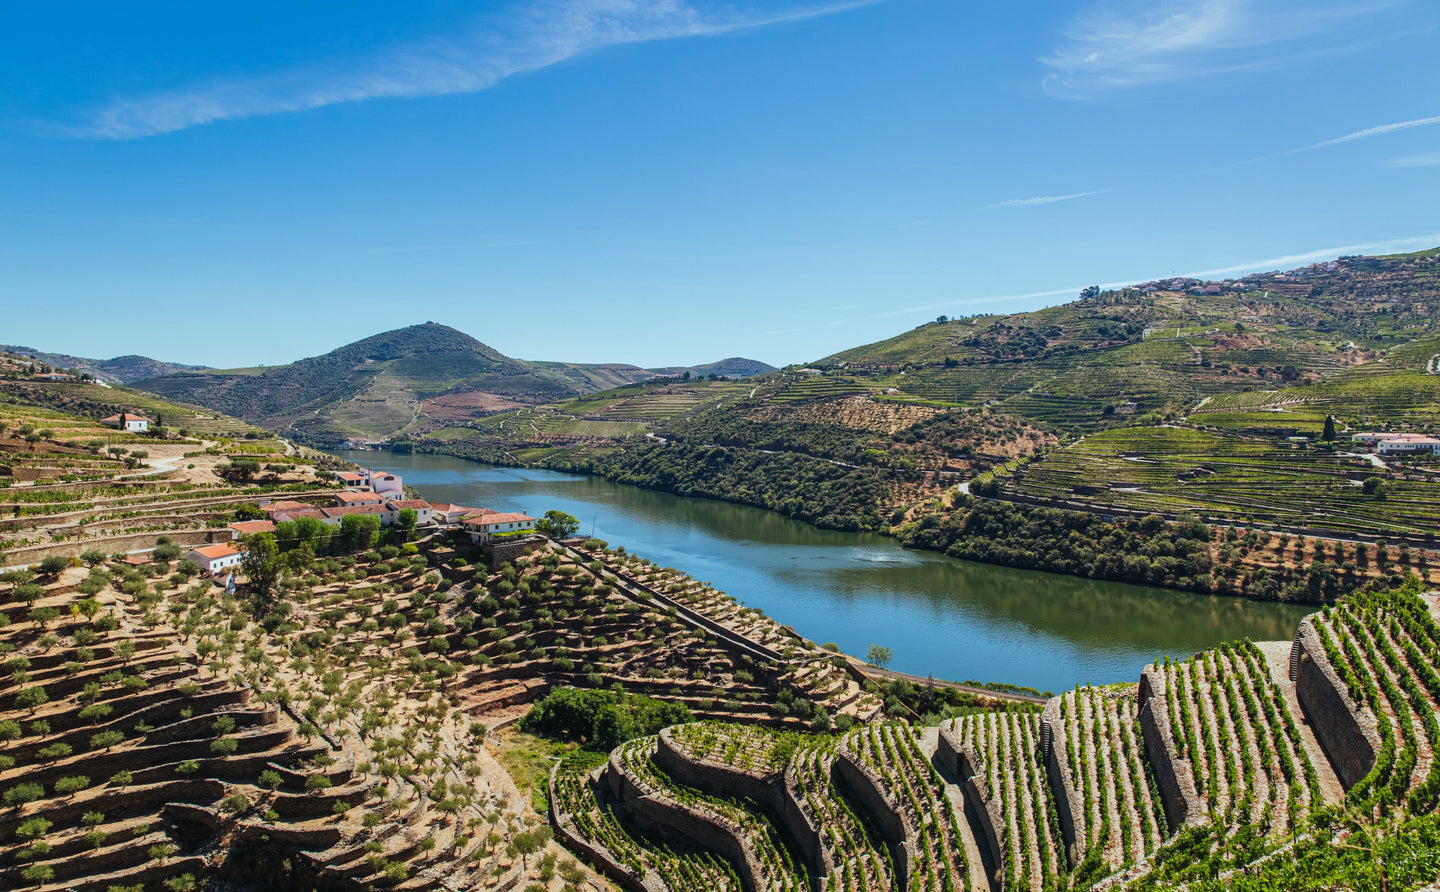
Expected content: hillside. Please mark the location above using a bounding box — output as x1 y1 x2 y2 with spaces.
133 323 608 445
412 247 1440 596
1 345 209 385
820 247 1440 433
647 357 777 379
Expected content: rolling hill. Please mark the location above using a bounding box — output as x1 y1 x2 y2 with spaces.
132 322 783 446
1 344 209 384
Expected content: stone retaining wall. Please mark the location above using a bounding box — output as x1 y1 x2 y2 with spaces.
4 528 226 567
832 744 913 891
1039 697 1085 863
936 725 1002 877
604 750 764 892
1136 667 1203 831
1294 619 1381 788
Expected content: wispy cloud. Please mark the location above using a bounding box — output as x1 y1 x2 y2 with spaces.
1390 151 1440 167
1185 233 1440 277
872 232 1440 322
59 0 878 140
1235 112 1440 164
986 190 1106 210
1041 0 1410 96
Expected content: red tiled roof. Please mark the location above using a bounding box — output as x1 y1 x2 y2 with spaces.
271 508 327 522
189 544 241 560
464 512 534 526
260 500 312 514
386 499 431 510
334 491 384 504
228 520 276 534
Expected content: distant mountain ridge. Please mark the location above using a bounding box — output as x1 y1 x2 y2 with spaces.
1 345 209 384
647 357 776 379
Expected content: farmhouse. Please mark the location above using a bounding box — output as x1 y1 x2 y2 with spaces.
185 543 243 576
334 491 385 508
259 500 316 517
336 471 369 487
369 471 403 495
463 512 536 543
1377 436 1440 456
102 412 150 433
227 519 276 540
385 499 433 526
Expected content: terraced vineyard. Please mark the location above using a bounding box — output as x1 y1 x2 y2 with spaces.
1148 643 1323 832
611 736 811 892
551 751 744 892
1003 424 1440 538
1303 589 1440 811
546 590 1440 891
841 723 972 892
1049 685 1166 875
946 711 1063 891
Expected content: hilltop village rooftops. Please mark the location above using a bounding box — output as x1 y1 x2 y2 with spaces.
464 512 534 526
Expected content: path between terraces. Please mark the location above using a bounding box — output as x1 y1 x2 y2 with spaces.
918 725 998 892
557 543 784 664
1253 639 1345 805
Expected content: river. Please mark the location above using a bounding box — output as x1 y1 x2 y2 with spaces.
332 450 1314 693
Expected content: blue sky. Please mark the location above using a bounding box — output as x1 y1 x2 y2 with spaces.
3 0 1439 369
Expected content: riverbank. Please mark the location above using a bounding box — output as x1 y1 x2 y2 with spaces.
332 449 1314 692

※

*Instructions for the task*
Please output the material above again, exactly, and omit every image.

*Exercise answer*
Expected content: hillside. Please mark the location above using a bounding box — output as x1 y1 x2 y2 with spaces.
133 323 608 445
412 247 1440 596
1 345 209 385
820 247 1440 433
647 357 777 379
Expected content: rolling hill. Please mark the location above using a bounding box — output as x1 y1 x2 y2 with spaces.
132 322 783 446
1 344 209 384
Expected content: stone retaining wall. Please mark the location above using a bounding box — output as x1 y1 x2 y2 with spaces.
4 528 226 567
832 744 913 891
1039 697 1085 863
936 725 1002 877
604 750 764 892
1136 667 1203 831
1294 619 1381 788
Expected content: wispy cloud. Please mark the location above using a bounding box — output as x1 y1 x2 y2 with spaces.
1390 151 1440 167
1185 233 1440 277
872 232 1440 322
59 0 878 140
1235 112 1440 164
986 190 1106 210
1041 0 1410 96
Expected content: red tiled roof. Please mark the location above using a bounding box — output as x1 y1 x2 y2 with spaces.
271 508 327 522
189 544 241 560
464 512 534 526
260 500 312 514
386 499 431 510
334 491 384 504
228 520 276 534
Expected content: distant mountain ridge. Please mark the location above using a bounding box — output as x1 y1 x2 y2 with spaces.
1 345 209 384
647 357 776 379
Expected content: farmhouse. Please mark the location above using a bounding box — output as x1 y1 x2 y2 with spaces.
185 543 243 576
334 491 385 508
259 500 316 517
336 471 369 487
369 471 403 495
463 512 536 543
1377 436 1440 456
102 412 150 433
227 519 276 540
385 499 433 526
Expected content: terraced vineyard. Please mark the location above using a bounding box — output as x1 y1 x2 y2 with spaces.
1148 643 1323 832
611 736 811 892
551 751 744 892
1003 424 1440 538
1303 589 1440 811
546 590 1440 891
841 723 972 892
1049 685 1166 875
946 711 1063 891
Expected content: hilltop village rooftops. Please mark the location above using a bounding box — output as x1 y1 x2 y2 with spaces.
464 512 534 526
Expected content: path between terraces. Please mark the location above using a bounding box — output as x1 y1 x2 y2 with spaces.
918 725 998 892
557 543 784 664
1253 639 1345 805
Expected content: river. Please mark the location above using a bounding box — output as x1 y1 x2 y2 with spaces.
332 450 1314 693
Expected content: blue sky. Please mark the location above using a bounding box — output as x1 y1 x2 y2 with spaces.
3 0 1439 369
Expected content: riverbank. Please mark the location above using a bounding box — output as x1 y1 x2 y2 with spaces.
332 449 1314 692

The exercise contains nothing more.